→ Information provided
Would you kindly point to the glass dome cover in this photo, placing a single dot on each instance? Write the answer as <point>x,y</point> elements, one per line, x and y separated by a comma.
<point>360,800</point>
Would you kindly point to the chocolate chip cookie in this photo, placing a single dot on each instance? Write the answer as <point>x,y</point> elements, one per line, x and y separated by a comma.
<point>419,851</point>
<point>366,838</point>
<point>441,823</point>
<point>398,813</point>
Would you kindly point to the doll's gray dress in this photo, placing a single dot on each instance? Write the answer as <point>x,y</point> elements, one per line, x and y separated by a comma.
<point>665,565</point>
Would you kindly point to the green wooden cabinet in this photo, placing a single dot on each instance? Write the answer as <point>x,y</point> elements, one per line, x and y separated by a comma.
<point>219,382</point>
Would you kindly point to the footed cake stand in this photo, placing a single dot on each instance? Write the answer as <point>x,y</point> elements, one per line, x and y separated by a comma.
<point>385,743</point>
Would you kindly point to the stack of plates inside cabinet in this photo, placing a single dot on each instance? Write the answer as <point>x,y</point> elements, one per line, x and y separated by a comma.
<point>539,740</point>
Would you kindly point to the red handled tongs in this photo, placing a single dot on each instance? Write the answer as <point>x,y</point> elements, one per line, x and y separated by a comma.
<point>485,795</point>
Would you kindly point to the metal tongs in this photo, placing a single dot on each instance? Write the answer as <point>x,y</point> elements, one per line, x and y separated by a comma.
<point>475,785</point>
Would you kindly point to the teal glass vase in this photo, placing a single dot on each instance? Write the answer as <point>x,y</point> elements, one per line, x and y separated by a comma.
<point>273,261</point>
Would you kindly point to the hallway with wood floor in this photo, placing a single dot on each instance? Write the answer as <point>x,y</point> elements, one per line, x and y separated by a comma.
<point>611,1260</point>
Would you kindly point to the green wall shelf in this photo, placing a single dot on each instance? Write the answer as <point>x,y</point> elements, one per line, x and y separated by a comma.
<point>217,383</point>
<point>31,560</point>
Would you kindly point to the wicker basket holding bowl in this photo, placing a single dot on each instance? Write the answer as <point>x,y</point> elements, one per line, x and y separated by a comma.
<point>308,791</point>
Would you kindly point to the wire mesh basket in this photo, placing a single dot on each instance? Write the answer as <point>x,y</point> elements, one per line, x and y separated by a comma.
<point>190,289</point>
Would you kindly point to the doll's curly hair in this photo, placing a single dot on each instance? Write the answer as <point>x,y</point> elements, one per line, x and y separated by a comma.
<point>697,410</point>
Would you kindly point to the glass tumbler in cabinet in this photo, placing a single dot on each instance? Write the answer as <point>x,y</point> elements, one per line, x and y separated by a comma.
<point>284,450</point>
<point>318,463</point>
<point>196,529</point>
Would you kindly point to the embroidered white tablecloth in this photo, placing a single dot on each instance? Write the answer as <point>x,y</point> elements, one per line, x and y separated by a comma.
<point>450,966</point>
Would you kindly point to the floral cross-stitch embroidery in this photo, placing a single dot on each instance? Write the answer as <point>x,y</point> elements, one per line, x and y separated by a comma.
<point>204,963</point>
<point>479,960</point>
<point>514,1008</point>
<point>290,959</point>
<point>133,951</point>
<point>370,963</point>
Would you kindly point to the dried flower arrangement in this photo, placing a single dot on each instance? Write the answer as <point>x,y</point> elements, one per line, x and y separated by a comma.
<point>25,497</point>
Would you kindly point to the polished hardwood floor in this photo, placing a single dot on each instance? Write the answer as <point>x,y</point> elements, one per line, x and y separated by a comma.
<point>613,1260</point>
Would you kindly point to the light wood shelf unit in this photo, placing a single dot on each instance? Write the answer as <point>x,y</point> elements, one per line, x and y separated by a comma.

→ Exercise aim
Shift each point in the listing by 75: write out every line from the start of the listing through the line with "<point>539,740</point>", leaving all other lines as they are and adding 75 to both the x and y coordinate of each answer point.

→ Answer to the exercise
Would you kindly point to the glass dome cover in this photo, placing a single dot on each instance? Write the answer as <point>x,y</point> elements, one per line, x and y separated by a comma.
<point>435,875</point>
Would you kindly point to the chocolate chip cookie in this photo, placing a single dot on each instance? Write the answer as <point>x,y</point> elements, one per line, x and y separated by a comma.
<point>494,926</point>
<point>441,913</point>
<point>516,898</point>
<point>473,888</point>
Would you kindly point to the doll's gray dress in this photo, placing a single dot on each instance? Write the answer as <point>x,y</point> elements, one per line, x and y separated by a comma.
<point>740,640</point>
Would you kindly point to the green wooden cabinet in this photo, placing a single dot on each instance? Write the answer as <point>x,y</point> elements, one per line, x and y separated by a comma.
<point>294,457</point>
Would you kindly point to the footed cake stand in this photo, placing a single dot on each instance? Write the answer as <point>x,y</point> elements, one per line, x and y separated by a comma.
<point>460,818</point>
Would you kindly point to the stack of plates inside cabinet in this photo, placing a single dot on each instance? Write the answer as <point>x,y</point> elements, one per line, x and y separated by a comma.
<point>614,815</point>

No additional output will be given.